● **Provided information**:
[BEGIN]

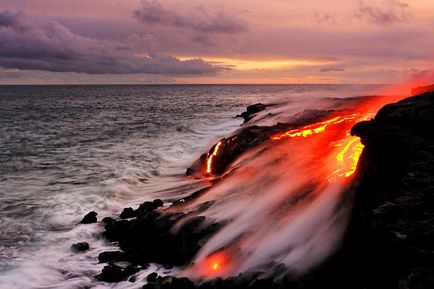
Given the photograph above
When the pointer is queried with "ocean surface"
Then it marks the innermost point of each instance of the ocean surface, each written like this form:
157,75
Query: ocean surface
67,150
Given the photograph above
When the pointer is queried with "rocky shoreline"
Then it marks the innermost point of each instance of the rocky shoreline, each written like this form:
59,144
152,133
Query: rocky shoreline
390,240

[END]

● **Job**: Reproduce every line above verbatim, leaving out the pictures.

● **Reply**:
Given the photograph above
When the pointer is queried with "ocean surface"
Then it marks the innermost point of each instance of the ocean surface, each written like this form:
157,75
Query: ocean surface
67,150
Given the photograph above
When the pointer is queried with "rocky shoreline"
Then it marks the innermost point of each instance of the rocky shoreline, each written like this form:
59,144
152,133
Query: rocky shoreline
390,240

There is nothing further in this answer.